> _TASK TO COMPLETE_
Give back the lines below exactly, but do not include any pictures.

(Items from a dataset)

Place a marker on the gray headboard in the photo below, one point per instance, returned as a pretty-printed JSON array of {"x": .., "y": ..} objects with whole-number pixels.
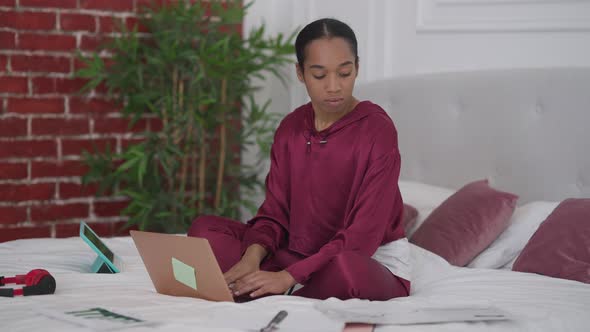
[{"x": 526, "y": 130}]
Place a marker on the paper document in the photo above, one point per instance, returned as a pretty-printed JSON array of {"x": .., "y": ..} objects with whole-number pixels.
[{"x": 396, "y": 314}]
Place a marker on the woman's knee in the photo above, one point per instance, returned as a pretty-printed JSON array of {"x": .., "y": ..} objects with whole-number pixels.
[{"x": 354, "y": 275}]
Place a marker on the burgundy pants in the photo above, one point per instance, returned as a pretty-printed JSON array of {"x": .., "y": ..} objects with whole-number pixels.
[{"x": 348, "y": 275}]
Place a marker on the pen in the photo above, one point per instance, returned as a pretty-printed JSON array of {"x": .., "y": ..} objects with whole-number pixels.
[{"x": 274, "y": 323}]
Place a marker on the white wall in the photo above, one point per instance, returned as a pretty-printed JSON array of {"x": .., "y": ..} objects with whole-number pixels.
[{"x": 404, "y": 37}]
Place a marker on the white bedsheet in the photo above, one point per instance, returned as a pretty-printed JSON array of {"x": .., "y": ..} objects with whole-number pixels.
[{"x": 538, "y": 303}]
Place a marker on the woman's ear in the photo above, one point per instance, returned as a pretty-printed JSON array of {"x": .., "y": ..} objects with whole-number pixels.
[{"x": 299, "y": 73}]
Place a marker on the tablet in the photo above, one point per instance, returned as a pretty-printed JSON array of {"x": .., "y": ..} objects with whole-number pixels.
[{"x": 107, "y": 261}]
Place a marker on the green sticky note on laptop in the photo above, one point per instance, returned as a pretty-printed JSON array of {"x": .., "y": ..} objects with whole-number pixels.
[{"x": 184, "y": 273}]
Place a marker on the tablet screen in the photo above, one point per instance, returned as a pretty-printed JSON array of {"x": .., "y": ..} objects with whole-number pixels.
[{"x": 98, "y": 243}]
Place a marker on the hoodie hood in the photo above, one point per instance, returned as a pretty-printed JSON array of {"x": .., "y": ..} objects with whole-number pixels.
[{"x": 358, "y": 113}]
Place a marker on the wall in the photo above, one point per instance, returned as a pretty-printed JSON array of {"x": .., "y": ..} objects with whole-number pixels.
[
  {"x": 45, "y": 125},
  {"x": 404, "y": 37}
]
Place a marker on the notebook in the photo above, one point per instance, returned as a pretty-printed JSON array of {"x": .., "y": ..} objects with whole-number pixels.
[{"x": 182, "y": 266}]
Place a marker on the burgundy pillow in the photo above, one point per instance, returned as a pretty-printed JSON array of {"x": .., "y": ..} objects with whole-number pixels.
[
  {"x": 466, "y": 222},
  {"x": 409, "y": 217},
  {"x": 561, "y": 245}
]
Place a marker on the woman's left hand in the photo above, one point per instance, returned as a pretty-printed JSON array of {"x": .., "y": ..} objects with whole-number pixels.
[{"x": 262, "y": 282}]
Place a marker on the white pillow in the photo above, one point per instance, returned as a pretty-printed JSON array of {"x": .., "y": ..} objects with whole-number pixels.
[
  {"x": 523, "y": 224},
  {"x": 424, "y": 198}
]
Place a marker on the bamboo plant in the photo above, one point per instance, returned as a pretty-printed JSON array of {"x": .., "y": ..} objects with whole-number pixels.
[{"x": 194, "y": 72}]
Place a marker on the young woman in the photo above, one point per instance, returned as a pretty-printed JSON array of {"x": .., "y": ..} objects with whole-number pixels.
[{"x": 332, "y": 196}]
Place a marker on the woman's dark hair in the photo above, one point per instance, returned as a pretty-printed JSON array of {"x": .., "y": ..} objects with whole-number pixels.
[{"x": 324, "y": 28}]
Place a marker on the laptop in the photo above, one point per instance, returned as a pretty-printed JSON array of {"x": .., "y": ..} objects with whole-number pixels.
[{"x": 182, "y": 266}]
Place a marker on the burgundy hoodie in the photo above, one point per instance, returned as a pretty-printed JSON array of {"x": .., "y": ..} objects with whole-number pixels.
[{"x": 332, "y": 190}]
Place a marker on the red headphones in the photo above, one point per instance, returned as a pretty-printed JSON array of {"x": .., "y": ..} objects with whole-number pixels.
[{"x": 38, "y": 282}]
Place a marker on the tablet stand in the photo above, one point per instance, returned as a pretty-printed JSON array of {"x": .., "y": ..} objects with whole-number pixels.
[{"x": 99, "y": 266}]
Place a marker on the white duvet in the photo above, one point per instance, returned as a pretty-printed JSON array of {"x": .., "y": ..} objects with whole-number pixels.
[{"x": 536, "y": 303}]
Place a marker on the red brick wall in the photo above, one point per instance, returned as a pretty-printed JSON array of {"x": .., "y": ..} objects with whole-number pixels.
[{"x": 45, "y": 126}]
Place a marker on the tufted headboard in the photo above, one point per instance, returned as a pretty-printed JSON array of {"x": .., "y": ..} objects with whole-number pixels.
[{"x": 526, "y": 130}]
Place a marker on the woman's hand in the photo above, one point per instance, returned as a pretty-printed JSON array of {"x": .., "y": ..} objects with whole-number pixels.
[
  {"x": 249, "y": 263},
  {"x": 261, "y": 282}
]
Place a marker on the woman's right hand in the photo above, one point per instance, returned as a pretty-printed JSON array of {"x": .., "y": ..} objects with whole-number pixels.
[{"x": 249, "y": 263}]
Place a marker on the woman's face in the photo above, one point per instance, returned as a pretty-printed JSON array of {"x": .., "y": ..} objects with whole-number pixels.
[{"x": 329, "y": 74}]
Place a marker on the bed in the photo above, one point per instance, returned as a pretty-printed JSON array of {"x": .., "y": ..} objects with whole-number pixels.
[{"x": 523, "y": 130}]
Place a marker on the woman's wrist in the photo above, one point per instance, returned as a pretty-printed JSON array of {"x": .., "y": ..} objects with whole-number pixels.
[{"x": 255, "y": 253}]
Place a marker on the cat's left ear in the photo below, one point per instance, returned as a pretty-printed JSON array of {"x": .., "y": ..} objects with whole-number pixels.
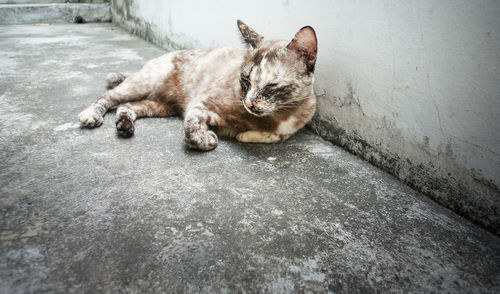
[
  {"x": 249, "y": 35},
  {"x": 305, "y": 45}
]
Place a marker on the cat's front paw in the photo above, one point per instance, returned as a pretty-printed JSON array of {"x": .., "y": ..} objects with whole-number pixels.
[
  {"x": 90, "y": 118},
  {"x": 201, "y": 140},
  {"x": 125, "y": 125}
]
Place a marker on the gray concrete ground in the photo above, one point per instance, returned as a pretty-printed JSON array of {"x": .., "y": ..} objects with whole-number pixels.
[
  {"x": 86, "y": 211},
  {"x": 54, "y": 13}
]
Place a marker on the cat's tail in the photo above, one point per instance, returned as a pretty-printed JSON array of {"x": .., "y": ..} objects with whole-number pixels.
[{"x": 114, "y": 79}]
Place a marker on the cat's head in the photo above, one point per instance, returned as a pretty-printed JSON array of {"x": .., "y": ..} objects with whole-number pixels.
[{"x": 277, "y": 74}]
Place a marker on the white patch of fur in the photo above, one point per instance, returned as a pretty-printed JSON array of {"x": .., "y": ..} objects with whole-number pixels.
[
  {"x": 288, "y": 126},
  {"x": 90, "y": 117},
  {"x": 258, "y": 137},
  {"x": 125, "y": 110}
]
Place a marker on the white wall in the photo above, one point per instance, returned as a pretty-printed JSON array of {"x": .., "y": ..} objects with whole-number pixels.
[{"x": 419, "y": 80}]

> _SOLUTION_
Place a marker on the gray headboard in the photo below, one point per instance, returned as a pretty-printed JSON array of {"x": .., "y": ..} objects with whole-number pixels.
[{"x": 526, "y": 130}]
Place a marker on the paper document in the photo above, one point per instance, returned as a pretty-printed JSON array of {"x": .., "y": ..} objects with whole-number pixels.
[{"x": 396, "y": 314}]
Place a marker on the woman's knee in the photo above, one point per instance, returned as a pretty-printed JSON array of {"x": .., "y": ..} objects with whole-number pixels.
[{"x": 354, "y": 275}]
Place a marker on the burgundy pants in the photo above, one point per instance, returned as a pretty-printed JSON array of {"x": .., "y": ..} objects with whole-number pixels.
[{"x": 348, "y": 275}]
Place a marker on the pen in the photo above, one point per instance, returned as a pretty-printed JSON array of {"x": .., "y": ..} objects with whole-number pixels.
[{"x": 274, "y": 323}]
Place a marker on the white wall in the photo above, one point per instance, returned as a pretty-printed JSON array of {"x": .., "y": ..} objects with whole-number pixels.
[{"x": 404, "y": 37}]
Place a marker on the white bedsheet in the photo above, one point per instance, returned as a pretty-printed JSON array of {"x": .., "y": ..} objects with whole-number pixels.
[{"x": 538, "y": 303}]
Place a marker on the woman's ear in the photo above, one point per instance, returned as a pretty-printed JSON array of {"x": .., "y": ..} objects with whole-number pixels.
[{"x": 299, "y": 73}]
Place a marker on the tablet in the photo above, one point per instance, returned as a pretty-printed JSON array of {"x": .., "y": ..} objects with whole-number pixels.
[{"x": 107, "y": 261}]
Place a marker on the green sticky note on laptop in the photo above, one point per instance, returned as a pretty-printed JSON array of {"x": .., "y": ..} objects with whole-number pixels.
[{"x": 184, "y": 273}]
Place a marker on the tablet screen in the photo above, one point per instance, returned as a pretty-printed JSON array of {"x": .., "y": ..} objects with whole-number pixels.
[{"x": 98, "y": 243}]
Place a marker on the hoodie hood in the photo above, one point per instance, returned as a pretty-printed JSON array of {"x": .., "y": ..} objects with whole-number pixels.
[{"x": 358, "y": 113}]
Place a marker on the wall in the photo above, one point per instance, returned as a pretty-printed JSON array of {"x": .., "y": ..} objects with whole-number pixels.
[
  {"x": 45, "y": 125},
  {"x": 404, "y": 37}
]
Place a marker on the notebook in the photo above, one point per instance, returned as a pretty-printed JSON array of {"x": .., "y": ..} objects with whole-number pixels.
[{"x": 182, "y": 266}]
Place a marker on the burgundy pillow in the photo above, one point per instance, returned as a pretty-printed JSON array of {"x": .., "y": ..} objects with whole-number pixels.
[
  {"x": 466, "y": 222},
  {"x": 409, "y": 217},
  {"x": 561, "y": 245}
]
Place a marker on the woman's left hand in the photo above, one point per instance, returned as a pretty-printed JSON array of {"x": .., "y": ..} objects with whole-number pixels.
[{"x": 262, "y": 282}]
Place a marker on the white pillow in the photo above, one point per instance, returned as a pretty-printed JSON array of {"x": .., "y": ..} objects with whole-number pixels.
[
  {"x": 523, "y": 224},
  {"x": 424, "y": 198}
]
Place a marker on the bamboo plant in the photo above, one point per instance, returned as a pretty-printed JSON array of {"x": .., "y": ..} objects with whole-number pixels.
[{"x": 194, "y": 72}]
Place a marker on the young woman in the photo above, one point per instance, returned as a pretty-printed JSON array of {"x": .., "y": ..} objects with whole-number pixels.
[{"x": 332, "y": 196}]
Place a marker on the woman's dark hair in the photo above, one point per instance, returned as a pretty-printed JSON array of {"x": .., "y": ..} objects with whole-number pixels.
[{"x": 324, "y": 28}]
Place a marker on the laptop in the photo above, one point per instance, returned as a pretty-printed JSON array of {"x": .., "y": ..} objects with whole-number pixels.
[{"x": 182, "y": 266}]
Place a marker on the burgundy hoodie in the photo above, one point per instance, returned as a pretty-printed JSON array of {"x": .., "y": ..} objects with whole-number pixels.
[{"x": 332, "y": 190}]
Place a marker on the red headphones in the photo above, one point per instance, returned as a pretty-printed JSON array of {"x": .., "y": ..} objects with whole-number pixels.
[{"x": 38, "y": 282}]
Place a marker on the tablet stand in the photo above, one point per instance, returned as a pretty-printed JSON array of {"x": .., "y": ..} objects with whole-number pixels.
[{"x": 99, "y": 266}]
Place a marker on the white duvet in the photo above, one point per instance, returned as a pretty-printed JSON array of {"x": .., "y": ..} objects with whole-number pixels.
[{"x": 536, "y": 303}]
Place a marker on the red brick wall in the photo above, one point per instance, returned as a pretty-printed JSON array of {"x": .., "y": ..} objects with whole-number pixels.
[{"x": 45, "y": 126}]
Place a marker on the tufted headboard in the photo above, one point per instance, returned as a pretty-printed JSON array of {"x": .., "y": ..} objects with whole-number pixels.
[{"x": 526, "y": 130}]
Place a marker on the woman's hand in the photo above, one point per instance, returned as a pretty-printed JSON array of {"x": .., "y": ..} objects with whole-number pixels.
[
  {"x": 249, "y": 263},
  {"x": 261, "y": 282}
]
Place a marker on the woman's right hand in the photo above, one point per instance, returned as a pretty-printed JSON array of {"x": .., "y": ..} objects with whole-number pixels.
[{"x": 249, "y": 263}]
Place a marker on the woman's face in the photo above, one point per instance, returned as a pretty-printed JSON array of {"x": .., "y": ..} objects with whole-number pixels.
[{"x": 329, "y": 74}]
Place a marker on the bed in the photo above, one point per instance, returned as a pretty-printed JSON array of {"x": .., "y": ..} objects with whole-number pixels.
[{"x": 523, "y": 130}]
Place a marker on the woman's wrist in the photo above, one point per instance, returned as a pretty-printed JSON array of {"x": .., "y": ..} objects with whole-number pixels.
[{"x": 255, "y": 253}]
Place a marker on the cat's left ear in the photo below, one point per instance, returned as a pretty-printed JSON array of {"x": .., "y": ..} objects with whole-number pixels.
[
  {"x": 249, "y": 35},
  {"x": 305, "y": 45}
]
Place a marker on the cat's front paw in the photo above, one point per instance, returned as a pretty-printed JSON array of {"x": .., "y": ..} objects with whole-number pixels.
[
  {"x": 90, "y": 118},
  {"x": 201, "y": 140},
  {"x": 125, "y": 125}
]
Place a marker on the gray concrete ground in the photo above, one point per instance, returned as a pretty-printed JSON array of {"x": .., "y": ..} objects with whole-number pixels.
[
  {"x": 86, "y": 211},
  {"x": 54, "y": 13}
]
Place a marker on the cat's tail in the photo above, one point per instance, returned as a pretty-printed JSON array of {"x": .., "y": ..} objects with whole-number pixels.
[{"x": 114, "y": 79}]
Place a marker on the cat's head in the photo above, one point per instance, returned as a pretty-printed JSON array of {"x": .., "y": ..} objects with whole-number pixels.
[{"x": 277, "y": 74}]
Place a marker on the white patch of fur in the photo above, one point per instance, returned as a pretty-printed JSON array of {"x": .., "y": ..} objects with whole-number pixels.
[
  {"x": 288, "y": 126},
  {"x": 90, "y": 117},
  {"x": 258, "y": 137},
  {"x": 125, "y": 110}
]
Place a marker on the white wall in the photo above, one point per instance, returned as a pretty-printed JSON array of {"x": .., "y": ..} objects with whole-number pixels.
[{"x": 419, "y": 80}]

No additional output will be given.